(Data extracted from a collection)
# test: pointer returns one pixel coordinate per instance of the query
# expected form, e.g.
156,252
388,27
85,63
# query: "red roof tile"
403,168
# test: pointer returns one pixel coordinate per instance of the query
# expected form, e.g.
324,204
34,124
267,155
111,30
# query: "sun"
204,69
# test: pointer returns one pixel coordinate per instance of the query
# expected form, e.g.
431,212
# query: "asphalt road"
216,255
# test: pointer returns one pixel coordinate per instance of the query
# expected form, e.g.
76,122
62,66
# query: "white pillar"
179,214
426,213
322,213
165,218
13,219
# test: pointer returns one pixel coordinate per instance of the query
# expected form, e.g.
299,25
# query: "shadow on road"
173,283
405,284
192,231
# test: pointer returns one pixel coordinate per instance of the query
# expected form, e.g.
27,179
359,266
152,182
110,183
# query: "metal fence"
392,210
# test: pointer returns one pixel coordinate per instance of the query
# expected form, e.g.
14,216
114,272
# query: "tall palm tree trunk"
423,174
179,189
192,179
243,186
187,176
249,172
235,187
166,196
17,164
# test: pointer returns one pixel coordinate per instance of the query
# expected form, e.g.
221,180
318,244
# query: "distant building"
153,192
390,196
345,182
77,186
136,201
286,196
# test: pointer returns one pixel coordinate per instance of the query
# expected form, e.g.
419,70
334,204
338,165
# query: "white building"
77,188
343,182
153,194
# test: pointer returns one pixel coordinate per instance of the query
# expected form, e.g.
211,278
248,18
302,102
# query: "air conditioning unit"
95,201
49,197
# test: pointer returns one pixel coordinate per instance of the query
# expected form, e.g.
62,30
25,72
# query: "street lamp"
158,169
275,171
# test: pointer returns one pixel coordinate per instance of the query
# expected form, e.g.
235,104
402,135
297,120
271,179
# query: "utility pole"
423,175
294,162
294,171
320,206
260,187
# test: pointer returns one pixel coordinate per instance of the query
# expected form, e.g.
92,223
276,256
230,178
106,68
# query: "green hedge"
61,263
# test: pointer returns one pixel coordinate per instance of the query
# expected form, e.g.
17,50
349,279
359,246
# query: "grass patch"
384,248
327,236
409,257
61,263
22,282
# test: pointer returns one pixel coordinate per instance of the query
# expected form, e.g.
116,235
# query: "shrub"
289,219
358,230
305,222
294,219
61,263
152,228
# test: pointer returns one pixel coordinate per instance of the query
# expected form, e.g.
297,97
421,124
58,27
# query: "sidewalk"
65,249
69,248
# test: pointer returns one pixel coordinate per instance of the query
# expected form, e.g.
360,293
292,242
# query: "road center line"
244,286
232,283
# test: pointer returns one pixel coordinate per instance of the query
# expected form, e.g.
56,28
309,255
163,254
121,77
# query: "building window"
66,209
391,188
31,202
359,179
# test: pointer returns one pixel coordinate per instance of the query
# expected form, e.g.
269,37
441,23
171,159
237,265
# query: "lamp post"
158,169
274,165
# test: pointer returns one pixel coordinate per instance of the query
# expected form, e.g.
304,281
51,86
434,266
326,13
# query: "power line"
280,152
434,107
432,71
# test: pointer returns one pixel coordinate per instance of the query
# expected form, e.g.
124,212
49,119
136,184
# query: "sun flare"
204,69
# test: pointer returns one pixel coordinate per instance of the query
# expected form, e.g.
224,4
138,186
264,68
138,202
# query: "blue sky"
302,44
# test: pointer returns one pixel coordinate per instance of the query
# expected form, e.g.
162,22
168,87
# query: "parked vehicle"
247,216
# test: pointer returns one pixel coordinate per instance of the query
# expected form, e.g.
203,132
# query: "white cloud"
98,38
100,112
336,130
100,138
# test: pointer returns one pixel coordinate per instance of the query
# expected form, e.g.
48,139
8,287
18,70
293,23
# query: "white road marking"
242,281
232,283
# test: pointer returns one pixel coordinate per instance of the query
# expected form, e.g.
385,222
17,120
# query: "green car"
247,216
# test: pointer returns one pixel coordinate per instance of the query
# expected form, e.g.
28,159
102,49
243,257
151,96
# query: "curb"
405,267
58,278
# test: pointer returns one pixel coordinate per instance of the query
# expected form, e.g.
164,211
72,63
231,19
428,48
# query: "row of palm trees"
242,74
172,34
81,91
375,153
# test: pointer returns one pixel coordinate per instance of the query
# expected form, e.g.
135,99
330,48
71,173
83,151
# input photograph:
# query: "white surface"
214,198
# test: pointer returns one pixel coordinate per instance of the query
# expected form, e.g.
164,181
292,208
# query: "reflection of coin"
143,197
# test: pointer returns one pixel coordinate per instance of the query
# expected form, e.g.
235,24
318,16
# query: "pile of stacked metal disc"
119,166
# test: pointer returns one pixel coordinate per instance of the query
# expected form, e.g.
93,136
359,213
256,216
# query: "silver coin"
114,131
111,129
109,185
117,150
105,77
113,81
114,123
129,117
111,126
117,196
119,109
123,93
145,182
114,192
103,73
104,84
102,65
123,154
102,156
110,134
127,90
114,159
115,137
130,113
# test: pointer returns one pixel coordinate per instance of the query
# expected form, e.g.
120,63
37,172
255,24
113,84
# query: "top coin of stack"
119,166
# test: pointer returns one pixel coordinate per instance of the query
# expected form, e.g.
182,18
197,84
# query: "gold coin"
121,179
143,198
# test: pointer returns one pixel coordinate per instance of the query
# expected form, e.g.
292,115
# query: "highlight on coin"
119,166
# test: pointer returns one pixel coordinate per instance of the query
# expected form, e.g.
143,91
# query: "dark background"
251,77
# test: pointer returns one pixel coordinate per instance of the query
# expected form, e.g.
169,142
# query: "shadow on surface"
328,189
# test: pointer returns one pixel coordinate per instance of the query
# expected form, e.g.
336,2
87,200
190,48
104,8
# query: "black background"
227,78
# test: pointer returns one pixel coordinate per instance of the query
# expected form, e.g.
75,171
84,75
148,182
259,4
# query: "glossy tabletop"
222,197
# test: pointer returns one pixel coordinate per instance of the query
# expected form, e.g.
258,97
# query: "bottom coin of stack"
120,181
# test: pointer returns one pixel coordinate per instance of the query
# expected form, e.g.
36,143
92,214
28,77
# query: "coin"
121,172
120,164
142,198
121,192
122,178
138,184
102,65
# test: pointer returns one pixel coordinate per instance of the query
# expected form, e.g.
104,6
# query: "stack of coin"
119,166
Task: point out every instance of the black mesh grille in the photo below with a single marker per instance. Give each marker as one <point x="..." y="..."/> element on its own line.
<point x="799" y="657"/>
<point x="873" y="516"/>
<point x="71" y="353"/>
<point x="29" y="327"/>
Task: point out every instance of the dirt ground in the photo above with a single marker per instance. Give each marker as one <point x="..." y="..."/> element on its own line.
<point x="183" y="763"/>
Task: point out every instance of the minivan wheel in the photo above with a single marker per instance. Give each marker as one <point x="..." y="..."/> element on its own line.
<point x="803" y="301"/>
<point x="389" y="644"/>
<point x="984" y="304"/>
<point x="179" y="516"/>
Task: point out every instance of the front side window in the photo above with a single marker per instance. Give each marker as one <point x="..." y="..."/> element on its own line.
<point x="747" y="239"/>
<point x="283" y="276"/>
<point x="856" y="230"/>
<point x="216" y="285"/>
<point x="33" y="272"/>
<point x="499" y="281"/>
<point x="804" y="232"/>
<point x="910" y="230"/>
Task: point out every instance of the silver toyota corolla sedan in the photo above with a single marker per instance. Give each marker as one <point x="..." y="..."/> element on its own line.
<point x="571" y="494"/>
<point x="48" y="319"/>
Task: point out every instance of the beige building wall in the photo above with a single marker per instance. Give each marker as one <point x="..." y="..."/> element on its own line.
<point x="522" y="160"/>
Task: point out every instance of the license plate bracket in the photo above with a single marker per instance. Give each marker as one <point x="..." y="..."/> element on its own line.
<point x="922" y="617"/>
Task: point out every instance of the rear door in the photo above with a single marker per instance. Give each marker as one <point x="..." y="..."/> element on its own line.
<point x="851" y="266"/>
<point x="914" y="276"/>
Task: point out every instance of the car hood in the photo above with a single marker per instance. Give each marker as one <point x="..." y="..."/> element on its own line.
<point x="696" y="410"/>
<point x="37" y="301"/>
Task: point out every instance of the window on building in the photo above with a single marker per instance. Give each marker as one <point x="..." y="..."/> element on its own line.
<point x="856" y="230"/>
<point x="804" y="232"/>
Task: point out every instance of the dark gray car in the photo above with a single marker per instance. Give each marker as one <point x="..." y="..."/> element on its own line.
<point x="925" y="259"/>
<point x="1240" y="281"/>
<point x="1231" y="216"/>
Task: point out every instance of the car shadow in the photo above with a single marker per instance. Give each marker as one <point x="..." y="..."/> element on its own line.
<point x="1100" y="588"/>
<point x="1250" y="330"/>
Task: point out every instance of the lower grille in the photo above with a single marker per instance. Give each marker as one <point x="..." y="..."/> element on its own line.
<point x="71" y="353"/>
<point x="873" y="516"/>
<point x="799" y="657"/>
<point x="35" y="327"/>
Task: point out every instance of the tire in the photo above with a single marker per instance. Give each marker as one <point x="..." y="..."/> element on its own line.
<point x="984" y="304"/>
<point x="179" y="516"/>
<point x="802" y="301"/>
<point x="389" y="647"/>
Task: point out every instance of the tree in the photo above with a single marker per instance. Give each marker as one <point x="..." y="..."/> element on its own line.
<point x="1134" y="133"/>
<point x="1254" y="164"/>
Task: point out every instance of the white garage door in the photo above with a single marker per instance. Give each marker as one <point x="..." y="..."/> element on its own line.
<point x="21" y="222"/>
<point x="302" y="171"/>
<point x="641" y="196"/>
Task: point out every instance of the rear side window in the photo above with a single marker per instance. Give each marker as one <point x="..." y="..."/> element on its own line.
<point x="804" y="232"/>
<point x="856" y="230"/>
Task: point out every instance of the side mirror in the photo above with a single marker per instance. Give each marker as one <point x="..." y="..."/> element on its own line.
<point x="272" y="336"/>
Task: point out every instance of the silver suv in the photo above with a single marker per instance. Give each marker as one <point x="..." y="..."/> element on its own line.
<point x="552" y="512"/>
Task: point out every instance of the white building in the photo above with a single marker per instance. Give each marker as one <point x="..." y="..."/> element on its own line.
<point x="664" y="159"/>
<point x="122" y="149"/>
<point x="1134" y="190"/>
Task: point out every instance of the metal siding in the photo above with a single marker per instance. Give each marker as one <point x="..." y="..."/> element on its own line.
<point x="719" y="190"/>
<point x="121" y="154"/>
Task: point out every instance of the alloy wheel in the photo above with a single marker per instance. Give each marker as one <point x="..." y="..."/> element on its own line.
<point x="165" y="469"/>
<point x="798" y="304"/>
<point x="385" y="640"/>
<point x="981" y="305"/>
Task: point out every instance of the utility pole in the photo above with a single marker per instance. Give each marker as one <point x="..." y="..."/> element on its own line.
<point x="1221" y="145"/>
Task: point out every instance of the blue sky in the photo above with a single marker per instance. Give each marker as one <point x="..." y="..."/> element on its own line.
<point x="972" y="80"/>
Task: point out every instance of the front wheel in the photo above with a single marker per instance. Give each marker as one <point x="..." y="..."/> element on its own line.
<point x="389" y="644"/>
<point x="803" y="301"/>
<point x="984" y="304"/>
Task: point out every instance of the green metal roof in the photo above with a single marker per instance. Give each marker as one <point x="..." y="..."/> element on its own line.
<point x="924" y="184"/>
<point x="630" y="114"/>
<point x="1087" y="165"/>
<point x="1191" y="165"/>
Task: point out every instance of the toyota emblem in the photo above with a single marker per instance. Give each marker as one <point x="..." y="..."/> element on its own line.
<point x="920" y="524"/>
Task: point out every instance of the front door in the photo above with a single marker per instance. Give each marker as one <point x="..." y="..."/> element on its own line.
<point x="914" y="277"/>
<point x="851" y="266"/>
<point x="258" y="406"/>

▶ Exercise instructions
Working down from the line that contains "Task: point out every instance of the front door", retype each line exactly through the last line of the data, and give nothing else.

▶ Written reply
Task: point out every instance of the front door in the photo above with a single marker per instance. Give each marker as one <point x="..." y="..."/> element on its own line.
<point x="914" y="277"/>
<point x="851" y="266"/>
<point x="258" y="406"/>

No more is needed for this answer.